## GIVEN PASSAGE

Figure 3 compares three fundamental elastic constants: C11, C12, and C44. C11 measures stiffness along the principal crystallographic directions, C12 represents the interaction between different directions within the crystal structure, and C44 relates to the material’s shear resistance.

• C11 represents the material’s stiffness along a given direction. Nickel has the highest value, indicating greater stiffness compared to aluminum and titanium. Titanium shows the lowest stiffness in this direction.

• C12 shows the interaction between different directions. Nickel has a much higher value, indicating stronger interaction between directions, while aluminum has a significantly lower interaction.

• C44 measures shear stiffness. Nickel shows moderate shear rigidity, aluminum has the lowest value, and titanium lies in between, reflecting better shear resistance.

Figure 3

Figure 3. Comparison of elastic constants (C11, C12, C44) for aluminum, nickel, and titanium.

The bulk modulus, also called the volume modulus, evaluates a material’s ability to resist uniform compression. This graph (Figure 4) highlights the differences between aluminum, nickel, and titanium in terms of compression resistance.

• Nickel has the highest bulk modulus, indicating it is the most difficult to compress, making it suitable for applications requiring high pressure resistance.

## EXCERPTED RECORDS
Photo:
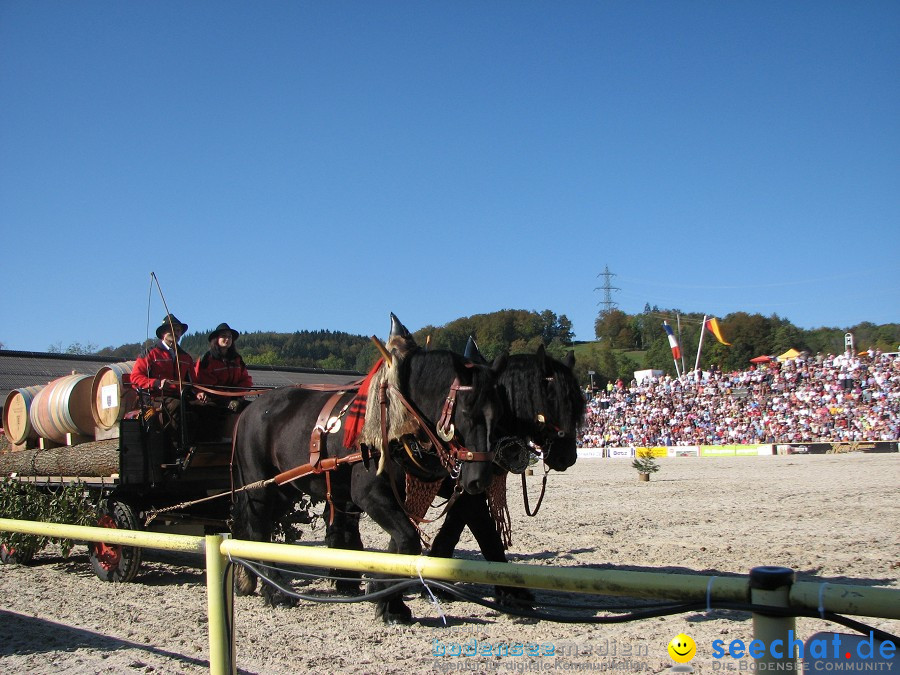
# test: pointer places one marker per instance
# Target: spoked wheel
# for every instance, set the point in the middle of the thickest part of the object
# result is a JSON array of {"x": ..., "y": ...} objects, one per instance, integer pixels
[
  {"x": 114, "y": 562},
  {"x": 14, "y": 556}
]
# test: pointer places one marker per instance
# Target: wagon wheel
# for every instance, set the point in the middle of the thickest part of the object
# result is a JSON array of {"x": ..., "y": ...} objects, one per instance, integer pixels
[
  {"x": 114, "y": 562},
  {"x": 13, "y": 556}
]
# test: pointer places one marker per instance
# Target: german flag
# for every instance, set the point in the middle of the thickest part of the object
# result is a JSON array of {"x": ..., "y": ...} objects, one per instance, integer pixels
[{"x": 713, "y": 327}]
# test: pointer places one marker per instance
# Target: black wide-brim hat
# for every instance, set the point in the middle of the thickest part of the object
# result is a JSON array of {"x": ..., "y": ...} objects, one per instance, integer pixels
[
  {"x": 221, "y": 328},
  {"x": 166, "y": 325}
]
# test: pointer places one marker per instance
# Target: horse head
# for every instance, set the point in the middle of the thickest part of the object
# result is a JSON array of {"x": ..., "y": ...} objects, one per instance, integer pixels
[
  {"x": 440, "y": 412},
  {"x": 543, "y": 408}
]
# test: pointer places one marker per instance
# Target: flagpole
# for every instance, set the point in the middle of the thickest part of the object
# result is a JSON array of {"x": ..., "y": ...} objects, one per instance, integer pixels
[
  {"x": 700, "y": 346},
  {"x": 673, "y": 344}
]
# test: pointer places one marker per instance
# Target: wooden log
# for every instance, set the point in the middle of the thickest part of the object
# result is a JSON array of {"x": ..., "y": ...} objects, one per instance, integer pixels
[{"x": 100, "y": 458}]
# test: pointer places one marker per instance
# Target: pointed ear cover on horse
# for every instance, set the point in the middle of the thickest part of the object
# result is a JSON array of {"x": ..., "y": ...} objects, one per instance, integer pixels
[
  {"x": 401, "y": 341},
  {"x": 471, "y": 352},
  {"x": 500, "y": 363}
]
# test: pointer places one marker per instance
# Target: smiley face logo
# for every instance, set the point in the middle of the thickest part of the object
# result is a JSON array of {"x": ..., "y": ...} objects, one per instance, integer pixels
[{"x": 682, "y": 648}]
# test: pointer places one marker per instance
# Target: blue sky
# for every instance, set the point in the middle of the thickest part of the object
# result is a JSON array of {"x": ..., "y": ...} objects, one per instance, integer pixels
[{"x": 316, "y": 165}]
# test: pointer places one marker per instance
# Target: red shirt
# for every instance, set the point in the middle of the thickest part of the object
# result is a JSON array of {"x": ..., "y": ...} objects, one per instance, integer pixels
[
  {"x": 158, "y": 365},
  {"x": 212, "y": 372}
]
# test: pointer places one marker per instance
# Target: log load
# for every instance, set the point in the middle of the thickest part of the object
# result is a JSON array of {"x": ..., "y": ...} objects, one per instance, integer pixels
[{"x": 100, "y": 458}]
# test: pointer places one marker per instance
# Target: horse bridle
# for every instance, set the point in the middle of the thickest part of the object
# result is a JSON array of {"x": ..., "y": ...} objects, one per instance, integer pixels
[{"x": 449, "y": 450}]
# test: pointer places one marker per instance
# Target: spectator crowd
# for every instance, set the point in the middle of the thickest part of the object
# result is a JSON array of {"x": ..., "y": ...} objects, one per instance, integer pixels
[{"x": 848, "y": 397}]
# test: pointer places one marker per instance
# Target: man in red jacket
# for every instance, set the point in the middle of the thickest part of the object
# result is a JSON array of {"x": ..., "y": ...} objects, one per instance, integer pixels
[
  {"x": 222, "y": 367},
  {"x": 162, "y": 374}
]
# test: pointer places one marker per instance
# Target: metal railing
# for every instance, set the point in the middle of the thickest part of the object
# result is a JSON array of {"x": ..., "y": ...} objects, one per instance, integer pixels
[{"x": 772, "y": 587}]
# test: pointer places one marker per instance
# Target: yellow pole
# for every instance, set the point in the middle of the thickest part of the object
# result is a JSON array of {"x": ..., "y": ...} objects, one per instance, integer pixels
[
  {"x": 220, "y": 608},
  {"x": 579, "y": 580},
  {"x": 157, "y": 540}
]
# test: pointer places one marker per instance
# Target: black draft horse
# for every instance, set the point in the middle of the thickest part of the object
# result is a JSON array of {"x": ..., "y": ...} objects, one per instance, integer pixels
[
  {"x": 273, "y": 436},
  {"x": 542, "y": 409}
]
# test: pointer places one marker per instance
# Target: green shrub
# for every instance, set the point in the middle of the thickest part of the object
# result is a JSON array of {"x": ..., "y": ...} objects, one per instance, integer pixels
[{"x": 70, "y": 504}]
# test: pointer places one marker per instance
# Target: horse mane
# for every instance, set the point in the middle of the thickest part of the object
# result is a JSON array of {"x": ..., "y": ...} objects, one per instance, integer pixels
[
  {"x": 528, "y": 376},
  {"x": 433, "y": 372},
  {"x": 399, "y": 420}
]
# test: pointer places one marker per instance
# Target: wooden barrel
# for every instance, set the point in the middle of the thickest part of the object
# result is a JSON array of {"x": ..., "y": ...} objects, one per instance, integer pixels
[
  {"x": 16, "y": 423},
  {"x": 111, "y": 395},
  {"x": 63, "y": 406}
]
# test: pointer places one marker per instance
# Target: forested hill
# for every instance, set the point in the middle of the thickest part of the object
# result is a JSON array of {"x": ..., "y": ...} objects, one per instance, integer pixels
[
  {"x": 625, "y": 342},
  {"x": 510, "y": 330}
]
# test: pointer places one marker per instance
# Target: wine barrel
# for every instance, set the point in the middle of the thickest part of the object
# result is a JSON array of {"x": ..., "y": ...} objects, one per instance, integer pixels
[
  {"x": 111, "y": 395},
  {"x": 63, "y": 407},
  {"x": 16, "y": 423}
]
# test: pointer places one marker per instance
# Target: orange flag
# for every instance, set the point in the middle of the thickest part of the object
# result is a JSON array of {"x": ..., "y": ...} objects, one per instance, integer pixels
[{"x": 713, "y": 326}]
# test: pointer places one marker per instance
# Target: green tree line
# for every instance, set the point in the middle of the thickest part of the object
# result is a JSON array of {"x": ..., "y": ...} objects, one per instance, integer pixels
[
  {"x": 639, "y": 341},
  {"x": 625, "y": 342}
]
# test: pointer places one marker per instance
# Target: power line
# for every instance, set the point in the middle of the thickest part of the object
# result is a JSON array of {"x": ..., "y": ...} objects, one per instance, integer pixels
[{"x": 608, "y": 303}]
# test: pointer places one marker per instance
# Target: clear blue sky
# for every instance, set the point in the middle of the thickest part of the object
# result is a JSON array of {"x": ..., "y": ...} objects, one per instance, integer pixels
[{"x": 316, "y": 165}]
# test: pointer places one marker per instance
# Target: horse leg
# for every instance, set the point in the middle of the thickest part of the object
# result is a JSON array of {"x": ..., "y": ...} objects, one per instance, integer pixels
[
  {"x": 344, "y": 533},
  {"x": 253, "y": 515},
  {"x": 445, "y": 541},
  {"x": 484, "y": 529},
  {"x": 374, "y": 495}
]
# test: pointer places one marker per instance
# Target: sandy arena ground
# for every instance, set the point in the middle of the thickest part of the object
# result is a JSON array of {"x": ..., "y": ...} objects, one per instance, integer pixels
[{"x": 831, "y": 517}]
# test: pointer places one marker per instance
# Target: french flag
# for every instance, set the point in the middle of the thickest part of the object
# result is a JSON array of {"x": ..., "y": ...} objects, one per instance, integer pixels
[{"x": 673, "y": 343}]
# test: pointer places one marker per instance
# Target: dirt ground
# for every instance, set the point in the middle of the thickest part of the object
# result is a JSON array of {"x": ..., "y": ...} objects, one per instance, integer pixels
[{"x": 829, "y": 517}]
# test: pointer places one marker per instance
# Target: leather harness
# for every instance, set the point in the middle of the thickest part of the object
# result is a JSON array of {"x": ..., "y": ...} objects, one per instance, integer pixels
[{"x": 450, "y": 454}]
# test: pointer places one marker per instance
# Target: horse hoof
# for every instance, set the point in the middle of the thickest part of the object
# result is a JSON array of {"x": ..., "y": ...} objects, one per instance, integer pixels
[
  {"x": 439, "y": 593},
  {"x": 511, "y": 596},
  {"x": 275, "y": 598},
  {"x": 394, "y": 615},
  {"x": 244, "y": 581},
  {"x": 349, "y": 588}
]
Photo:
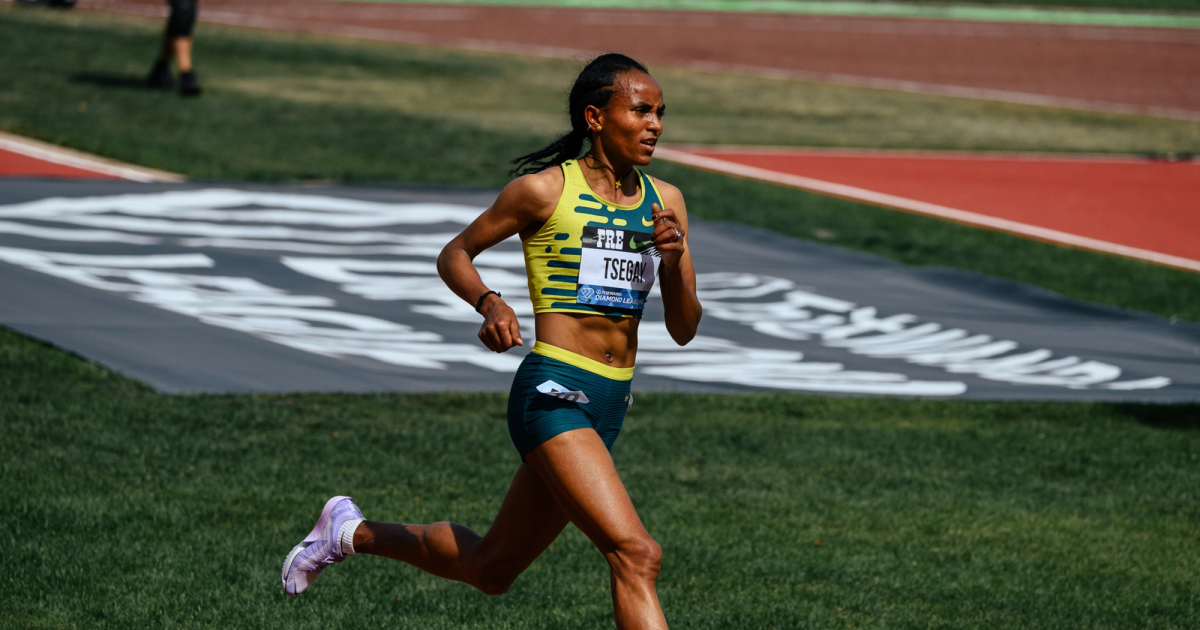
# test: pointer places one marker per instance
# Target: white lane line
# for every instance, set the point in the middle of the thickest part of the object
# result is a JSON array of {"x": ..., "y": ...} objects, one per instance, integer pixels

## TASK DESCRIPTION
Put this sentence from the passage on elastic constants into Spanish: "The bulk modulus, also called the volume modulus, evaluates a material’s ability to resist uniform compression." The rows were drawn from a different source than the text.

## RESULT OF THE TASK
El módulo de compresibilidad, también llamado módulo volumétrico, evalúa la capacidad de un material para resistir una compresión uniforme.